== Material supplied ==

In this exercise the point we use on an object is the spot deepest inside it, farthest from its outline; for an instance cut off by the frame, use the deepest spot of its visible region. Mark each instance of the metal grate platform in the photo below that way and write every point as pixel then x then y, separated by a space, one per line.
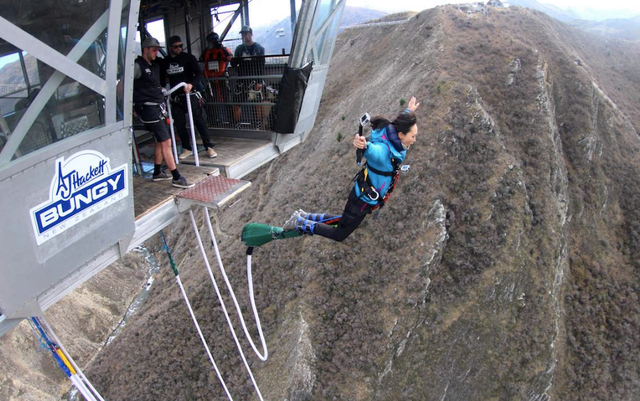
pixel 213 191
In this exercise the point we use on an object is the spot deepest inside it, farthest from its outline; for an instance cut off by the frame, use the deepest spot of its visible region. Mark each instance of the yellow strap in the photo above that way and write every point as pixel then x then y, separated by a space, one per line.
pixel 66 361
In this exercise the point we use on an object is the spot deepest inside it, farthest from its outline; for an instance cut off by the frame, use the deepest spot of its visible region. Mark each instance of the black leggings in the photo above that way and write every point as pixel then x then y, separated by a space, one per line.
pixel 354 212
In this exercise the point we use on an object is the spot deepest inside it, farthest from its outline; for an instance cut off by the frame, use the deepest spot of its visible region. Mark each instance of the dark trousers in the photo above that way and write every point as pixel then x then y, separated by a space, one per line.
pixel 179 110
pixel 354 213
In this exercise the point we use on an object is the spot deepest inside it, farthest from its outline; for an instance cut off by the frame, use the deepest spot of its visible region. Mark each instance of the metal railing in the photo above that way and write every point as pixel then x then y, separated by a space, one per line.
pixel 244 98
pixel 174 146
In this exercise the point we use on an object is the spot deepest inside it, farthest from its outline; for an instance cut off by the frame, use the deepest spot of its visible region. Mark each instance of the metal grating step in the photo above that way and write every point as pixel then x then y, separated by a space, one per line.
pixel 213 192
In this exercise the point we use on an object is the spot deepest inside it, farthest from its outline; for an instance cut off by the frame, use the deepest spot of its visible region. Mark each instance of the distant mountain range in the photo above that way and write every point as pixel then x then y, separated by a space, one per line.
pixel 616 28
pixel 274 42
pixel 611 23
pixel 573 14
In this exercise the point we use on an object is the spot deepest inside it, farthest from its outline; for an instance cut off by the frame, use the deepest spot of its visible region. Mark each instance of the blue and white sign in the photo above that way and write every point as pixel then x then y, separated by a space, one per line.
pixel 82 185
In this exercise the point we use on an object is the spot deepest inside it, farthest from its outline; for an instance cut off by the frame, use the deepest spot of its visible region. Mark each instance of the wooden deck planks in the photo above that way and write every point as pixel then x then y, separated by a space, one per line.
pixel 148 195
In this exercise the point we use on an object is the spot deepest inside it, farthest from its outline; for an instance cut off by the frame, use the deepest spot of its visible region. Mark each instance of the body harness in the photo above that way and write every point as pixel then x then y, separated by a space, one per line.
pixel 363 181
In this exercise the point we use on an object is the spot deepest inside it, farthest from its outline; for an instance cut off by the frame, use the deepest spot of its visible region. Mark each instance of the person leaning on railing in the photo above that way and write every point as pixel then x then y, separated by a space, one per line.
pixel 249 60
pixel 215 59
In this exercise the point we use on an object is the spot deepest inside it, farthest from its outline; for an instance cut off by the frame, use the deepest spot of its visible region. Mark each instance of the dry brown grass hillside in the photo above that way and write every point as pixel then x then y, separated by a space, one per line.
pixel 506 265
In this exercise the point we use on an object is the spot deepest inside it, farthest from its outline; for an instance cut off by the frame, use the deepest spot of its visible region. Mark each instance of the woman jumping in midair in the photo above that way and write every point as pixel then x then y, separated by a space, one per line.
pixel 384 152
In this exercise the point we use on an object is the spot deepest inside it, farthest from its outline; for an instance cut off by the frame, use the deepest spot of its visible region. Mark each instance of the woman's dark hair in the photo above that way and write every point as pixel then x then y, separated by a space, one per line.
pixel 402 123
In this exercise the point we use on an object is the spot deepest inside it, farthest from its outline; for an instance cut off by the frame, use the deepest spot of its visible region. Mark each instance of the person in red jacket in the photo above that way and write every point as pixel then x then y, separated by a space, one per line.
pixel 215 58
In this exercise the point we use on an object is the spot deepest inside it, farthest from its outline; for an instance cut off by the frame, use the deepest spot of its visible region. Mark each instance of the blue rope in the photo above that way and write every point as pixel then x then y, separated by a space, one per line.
pixel 42 344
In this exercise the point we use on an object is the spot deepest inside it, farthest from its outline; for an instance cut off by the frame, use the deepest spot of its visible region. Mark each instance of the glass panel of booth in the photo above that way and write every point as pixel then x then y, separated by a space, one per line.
pixel 46 105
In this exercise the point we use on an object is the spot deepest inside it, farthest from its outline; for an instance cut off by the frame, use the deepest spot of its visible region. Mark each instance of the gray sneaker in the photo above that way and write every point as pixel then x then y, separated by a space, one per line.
pixel 182 183
pixel 162 176
pixel 290 225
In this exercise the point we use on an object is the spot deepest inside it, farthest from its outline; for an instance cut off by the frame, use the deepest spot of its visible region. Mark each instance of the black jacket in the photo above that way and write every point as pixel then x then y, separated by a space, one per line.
pixel 182 68
pixel 147 88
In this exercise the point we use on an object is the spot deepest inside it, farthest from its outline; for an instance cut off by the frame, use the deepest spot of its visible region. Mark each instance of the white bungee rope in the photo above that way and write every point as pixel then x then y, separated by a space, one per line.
pixel 264 355
pixel 193 317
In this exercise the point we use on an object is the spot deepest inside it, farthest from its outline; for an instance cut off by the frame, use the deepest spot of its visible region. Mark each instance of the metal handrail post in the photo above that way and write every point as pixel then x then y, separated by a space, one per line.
pixel 173 135
pixel 194 145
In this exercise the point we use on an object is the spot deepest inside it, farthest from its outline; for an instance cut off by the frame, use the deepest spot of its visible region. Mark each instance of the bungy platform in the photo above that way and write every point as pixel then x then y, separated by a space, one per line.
pixel 158 204
pixel 236 156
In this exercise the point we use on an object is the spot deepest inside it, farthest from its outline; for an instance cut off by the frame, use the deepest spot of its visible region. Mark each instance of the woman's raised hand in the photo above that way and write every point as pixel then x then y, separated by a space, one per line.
pixel 412 104
pixel 360 142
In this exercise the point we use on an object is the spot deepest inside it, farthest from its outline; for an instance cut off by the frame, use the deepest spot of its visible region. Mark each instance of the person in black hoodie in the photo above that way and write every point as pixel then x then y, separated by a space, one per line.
pixel 148 103
pixel 178 67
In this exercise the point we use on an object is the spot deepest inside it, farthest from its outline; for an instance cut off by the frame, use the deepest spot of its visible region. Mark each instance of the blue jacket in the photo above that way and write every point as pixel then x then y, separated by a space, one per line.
pixel 385 145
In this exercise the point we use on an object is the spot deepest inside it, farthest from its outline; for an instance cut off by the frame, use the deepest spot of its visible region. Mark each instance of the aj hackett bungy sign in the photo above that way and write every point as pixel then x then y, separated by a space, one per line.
pixel 82 185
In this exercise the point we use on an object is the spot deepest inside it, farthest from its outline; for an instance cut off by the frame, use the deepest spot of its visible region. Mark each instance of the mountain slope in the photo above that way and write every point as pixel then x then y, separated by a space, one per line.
pixel 617 28
pixel 505 266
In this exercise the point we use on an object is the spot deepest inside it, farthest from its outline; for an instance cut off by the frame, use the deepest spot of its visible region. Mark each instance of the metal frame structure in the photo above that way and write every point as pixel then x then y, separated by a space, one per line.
pixel 37 274
pixel 79 252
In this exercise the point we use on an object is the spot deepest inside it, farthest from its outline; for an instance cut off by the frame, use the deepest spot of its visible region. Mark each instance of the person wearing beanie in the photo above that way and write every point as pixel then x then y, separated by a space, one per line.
pixel 179 67
pixel 148 103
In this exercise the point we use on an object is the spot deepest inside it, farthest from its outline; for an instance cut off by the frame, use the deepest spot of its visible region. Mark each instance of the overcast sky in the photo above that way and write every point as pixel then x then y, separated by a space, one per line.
pixel 266 12
pixel 418 5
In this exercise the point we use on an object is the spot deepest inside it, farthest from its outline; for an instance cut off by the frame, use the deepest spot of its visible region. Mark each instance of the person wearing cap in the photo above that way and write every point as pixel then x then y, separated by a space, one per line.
pixel 148 103
pixel 248 59
pixel 179 67
pixel 215 59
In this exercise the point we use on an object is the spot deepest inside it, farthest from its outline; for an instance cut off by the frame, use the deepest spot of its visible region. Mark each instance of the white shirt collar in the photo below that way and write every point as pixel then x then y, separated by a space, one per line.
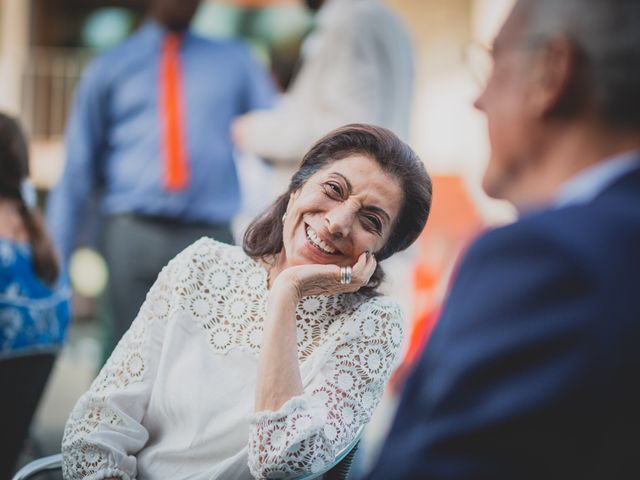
pixel 590 182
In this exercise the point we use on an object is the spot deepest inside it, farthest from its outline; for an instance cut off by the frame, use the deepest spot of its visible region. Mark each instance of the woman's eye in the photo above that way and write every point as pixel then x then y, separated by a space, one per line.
pixel 335 189
pixel 374 222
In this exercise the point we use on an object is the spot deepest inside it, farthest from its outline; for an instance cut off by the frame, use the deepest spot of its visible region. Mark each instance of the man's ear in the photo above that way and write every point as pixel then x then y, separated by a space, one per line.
pixel 554 72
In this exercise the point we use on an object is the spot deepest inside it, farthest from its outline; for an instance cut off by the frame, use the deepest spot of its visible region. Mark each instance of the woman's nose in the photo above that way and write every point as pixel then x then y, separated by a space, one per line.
pixel 339 220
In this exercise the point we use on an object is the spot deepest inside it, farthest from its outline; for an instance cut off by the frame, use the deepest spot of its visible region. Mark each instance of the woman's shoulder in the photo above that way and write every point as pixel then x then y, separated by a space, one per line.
pixel 207 253
pixel 379 316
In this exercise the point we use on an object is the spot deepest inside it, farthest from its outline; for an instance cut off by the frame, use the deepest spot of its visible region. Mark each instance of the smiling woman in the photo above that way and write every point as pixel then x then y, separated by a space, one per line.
pixel 263 362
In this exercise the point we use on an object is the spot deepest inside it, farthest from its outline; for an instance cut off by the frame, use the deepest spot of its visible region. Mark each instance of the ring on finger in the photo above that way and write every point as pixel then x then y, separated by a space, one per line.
pixel 345 275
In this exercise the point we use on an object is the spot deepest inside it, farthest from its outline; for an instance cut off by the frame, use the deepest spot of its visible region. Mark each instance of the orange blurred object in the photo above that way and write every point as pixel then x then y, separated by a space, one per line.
pixel 453 221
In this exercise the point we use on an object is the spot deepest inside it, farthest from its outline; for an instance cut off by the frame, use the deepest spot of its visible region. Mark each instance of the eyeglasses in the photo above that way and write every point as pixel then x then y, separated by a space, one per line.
pixel 480 58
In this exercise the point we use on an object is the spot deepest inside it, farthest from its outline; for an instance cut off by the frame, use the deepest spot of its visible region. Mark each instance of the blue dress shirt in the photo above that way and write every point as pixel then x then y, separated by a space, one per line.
pixel 114 143
pixel 32 315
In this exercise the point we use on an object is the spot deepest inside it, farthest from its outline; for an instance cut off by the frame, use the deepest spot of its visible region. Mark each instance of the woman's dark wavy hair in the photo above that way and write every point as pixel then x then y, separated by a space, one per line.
pixel 14 168
pixel 263 237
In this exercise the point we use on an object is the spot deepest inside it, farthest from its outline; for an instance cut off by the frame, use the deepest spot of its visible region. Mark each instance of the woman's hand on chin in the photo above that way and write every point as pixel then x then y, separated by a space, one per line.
pixel 317 279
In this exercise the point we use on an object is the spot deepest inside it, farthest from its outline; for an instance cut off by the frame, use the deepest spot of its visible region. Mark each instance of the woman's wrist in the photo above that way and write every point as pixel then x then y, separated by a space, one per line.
pixel 284 289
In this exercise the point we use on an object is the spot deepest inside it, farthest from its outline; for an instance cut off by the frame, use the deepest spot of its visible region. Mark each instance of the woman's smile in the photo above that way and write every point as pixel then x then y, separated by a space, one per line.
pixel 316 241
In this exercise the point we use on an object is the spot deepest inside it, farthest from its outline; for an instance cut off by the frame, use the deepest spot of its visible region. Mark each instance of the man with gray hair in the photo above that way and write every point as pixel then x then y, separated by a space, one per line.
pixel 532 370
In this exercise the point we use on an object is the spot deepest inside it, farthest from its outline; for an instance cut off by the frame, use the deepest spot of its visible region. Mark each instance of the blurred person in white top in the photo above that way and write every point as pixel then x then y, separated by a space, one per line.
pixel 357 66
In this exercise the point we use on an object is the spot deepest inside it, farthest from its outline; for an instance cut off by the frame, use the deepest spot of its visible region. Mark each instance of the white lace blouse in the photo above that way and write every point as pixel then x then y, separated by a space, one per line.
pixel 175 400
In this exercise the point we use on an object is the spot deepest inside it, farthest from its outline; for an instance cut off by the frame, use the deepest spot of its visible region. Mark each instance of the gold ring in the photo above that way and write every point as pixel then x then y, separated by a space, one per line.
pixel 345 275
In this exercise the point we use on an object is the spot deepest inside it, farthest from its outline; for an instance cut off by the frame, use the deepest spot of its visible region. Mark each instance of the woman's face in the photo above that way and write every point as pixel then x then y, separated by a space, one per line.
pixel 343 210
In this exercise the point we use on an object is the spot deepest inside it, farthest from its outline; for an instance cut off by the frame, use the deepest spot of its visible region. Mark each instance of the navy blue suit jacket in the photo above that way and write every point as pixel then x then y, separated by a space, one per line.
pixel 533 371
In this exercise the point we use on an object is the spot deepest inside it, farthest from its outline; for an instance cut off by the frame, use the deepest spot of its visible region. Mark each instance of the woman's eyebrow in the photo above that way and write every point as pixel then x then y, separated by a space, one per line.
pixel 346 180
pixel 371 208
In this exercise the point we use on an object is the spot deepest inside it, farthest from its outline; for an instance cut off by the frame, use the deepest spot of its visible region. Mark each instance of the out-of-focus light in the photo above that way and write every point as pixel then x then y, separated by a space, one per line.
pixel 107 27
pixel 88 272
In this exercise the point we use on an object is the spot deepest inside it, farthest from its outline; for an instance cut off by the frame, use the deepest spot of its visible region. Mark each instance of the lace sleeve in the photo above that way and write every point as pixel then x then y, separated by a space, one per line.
pixel 308 430
pixel 104 433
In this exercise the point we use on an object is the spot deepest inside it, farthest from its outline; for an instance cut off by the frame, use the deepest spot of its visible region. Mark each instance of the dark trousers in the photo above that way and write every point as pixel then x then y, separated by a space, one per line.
pixel 136 248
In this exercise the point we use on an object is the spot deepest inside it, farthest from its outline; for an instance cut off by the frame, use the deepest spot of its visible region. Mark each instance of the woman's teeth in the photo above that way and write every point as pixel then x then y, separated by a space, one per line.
pixel 316 241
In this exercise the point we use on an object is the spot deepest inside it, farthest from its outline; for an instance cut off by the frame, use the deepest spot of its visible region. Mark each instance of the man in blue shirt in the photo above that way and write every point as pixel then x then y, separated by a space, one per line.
pixel 149 135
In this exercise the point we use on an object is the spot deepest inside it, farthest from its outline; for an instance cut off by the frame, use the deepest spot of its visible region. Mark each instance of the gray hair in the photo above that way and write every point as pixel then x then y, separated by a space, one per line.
pixel 606 33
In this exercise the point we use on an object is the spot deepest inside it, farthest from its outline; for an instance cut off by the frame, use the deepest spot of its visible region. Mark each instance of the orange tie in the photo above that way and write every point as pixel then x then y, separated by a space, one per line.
pixel 176 174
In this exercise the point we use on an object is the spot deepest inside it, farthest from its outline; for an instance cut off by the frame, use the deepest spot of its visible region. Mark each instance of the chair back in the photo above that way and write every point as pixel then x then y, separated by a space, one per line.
pixel 339 470
pixel 23 376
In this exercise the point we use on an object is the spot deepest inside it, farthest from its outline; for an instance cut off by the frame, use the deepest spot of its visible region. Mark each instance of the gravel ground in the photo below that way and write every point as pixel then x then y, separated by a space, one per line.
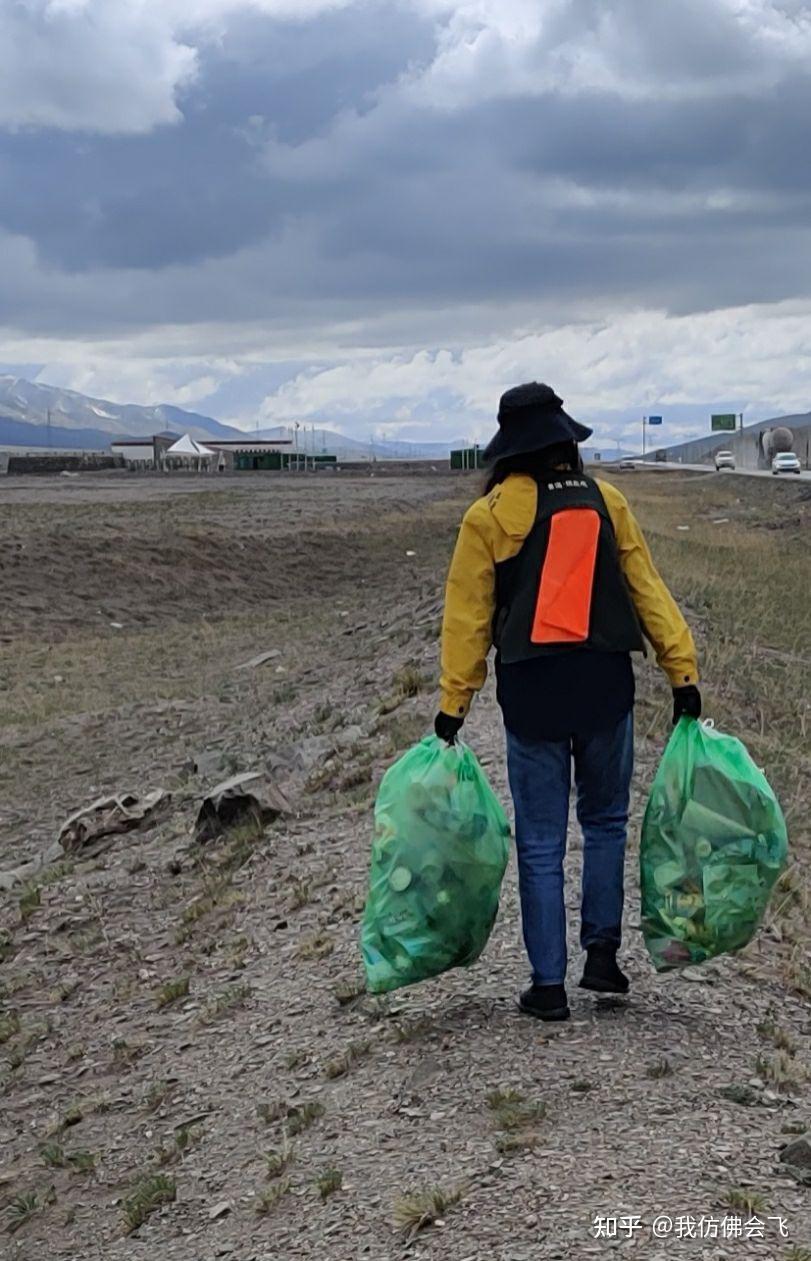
pixel 635 1121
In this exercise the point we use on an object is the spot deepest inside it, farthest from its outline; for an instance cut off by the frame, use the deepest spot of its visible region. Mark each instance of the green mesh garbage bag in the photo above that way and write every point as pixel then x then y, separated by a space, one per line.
pixel 438 859
pixel 713 845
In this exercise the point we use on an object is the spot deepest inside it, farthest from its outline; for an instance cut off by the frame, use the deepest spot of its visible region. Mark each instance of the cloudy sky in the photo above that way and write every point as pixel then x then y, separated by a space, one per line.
pixel 379 215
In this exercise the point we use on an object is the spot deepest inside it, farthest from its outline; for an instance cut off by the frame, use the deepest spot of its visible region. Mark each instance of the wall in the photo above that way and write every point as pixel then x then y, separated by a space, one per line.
pixel 743 444
pixel 32 463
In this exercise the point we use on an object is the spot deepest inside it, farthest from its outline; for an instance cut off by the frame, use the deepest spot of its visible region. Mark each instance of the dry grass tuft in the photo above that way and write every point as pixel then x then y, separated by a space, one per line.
pixel 228 1000
pixel 661 1068
pixel 302 1117
pixel 522 1140
pixel 29 902
pixel 419 1209
pixel 271 1111
pixel 270 1198
pixel 278 1159
pixel 329 1182
pixel 300 893
pixel 781 1069
pixel 9 1027
pixel 512 1112
pixel 743 1199
pixel 318 946
pixel 348 991
pixel 172 990
pixel 150 1193
pixel 22 1209
pixel 186 1138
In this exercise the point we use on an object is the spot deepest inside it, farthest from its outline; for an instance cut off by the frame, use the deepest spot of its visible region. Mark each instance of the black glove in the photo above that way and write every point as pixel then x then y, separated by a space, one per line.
pixel 686 700
pixel 447 726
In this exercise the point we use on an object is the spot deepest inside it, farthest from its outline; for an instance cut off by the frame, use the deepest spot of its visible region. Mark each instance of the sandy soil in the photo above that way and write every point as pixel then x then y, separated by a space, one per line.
pixel 129 607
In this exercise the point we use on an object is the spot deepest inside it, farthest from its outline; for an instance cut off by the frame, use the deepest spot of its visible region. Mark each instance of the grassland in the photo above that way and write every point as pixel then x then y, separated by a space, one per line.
pixel 188 1063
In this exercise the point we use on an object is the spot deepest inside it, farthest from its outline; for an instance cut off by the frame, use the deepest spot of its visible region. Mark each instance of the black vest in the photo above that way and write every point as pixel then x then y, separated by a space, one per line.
pixel 568 571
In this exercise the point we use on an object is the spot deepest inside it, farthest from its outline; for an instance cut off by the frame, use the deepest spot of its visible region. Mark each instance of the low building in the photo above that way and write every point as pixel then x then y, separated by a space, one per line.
pixel 746 444
pixel 467 458
pixel 242 454
pixel 144 453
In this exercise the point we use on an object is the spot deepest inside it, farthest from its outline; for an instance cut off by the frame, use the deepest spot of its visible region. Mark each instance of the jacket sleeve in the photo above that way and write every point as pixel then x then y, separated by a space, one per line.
pixel 659 613
pixel 468 618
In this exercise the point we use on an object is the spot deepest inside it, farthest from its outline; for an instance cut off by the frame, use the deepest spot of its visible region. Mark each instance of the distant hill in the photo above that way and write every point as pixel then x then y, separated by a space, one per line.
pixel 39 415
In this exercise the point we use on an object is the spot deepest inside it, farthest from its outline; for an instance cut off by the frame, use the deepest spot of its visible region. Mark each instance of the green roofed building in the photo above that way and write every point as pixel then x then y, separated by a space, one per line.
pixel 467 458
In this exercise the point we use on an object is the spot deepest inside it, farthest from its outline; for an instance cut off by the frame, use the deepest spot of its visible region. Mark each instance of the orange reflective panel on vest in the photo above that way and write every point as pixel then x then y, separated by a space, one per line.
pixel 564 598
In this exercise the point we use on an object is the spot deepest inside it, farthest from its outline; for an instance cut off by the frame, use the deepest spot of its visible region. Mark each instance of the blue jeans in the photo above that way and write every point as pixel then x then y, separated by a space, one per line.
pixel 540 781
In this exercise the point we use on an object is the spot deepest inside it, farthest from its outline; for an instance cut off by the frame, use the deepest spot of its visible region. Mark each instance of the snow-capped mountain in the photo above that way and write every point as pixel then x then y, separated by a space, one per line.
pixel 28 402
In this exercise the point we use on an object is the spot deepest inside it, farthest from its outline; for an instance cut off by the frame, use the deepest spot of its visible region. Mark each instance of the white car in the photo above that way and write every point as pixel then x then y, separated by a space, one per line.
pixel 786 463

===

Lay out the records as a JSON list of strings with one string per line and blank lines left out. Begin at the first line of the records, stop after the line that contains "pixel 213 192", and leave the pictures out of the answer.

Solution below -
[
  "In this exercise the point we use on an object is the spot deepest inside it, farthest from its outline; for an instance cut off by the frame, use the deepest spot of its visible region. Mark each instance of the metal grate platform in the photo below that way and write every point as pixel then x then y, separated by a space, one per line.",
  "pixel 213 191",
  "In this exercise the point we use on an object is the spot deepest inside it, farthest from its outline; for an instance cut off by the frame, use the deepest spot of its visible region. Mark each instance of the yellow strap in the photo above that way and write every point as pixel then x then y, separated by a space, one per line.",
  "pixel 66 361",
  "In this exercise the point we use on an object is the spot deepest inside it, farthest from its outline; for an instance cut off by the frame, use the deepest spot of its visible region. Mark each instance of the black leggings in the photo above that way and write every point as pixel then x then y, separated by a space, one per line.",
  "pixel 354 212",
  "In this exercise the point we use on an object is the spot deepest inside it, farthest from its outline; for an instance cut off by the frame, use the deepest spot of its visible region. Mark each instance of the dark trousers in the photo above that way and write every point as pixel then x then y, separated by a space, one per line.",
  "pixel 179 110",
  "pixel 354 213",
  "In this exercise the point we use on an object is the spot deepest inside it, farthest from its outline; for an instance cut off by the frame, use the deepest spot of its visible region. Mark each instance of the metal railing in the photo above that way and write every point as pixel then x then y, separated by a space, one per line.",
  "pixel 244 98",
  "pixel 174 146",
  "In this exercise the point we use on an object is the spot deepest inside it, farthest from its outline; for an instance cut off by the frame, use the deepest spot of its visible region. Mark each instance of the metal grating step in the photo above that way and write every point as pixel then x then y, separated by a space, one per line.",
  "pixel 213 192"
]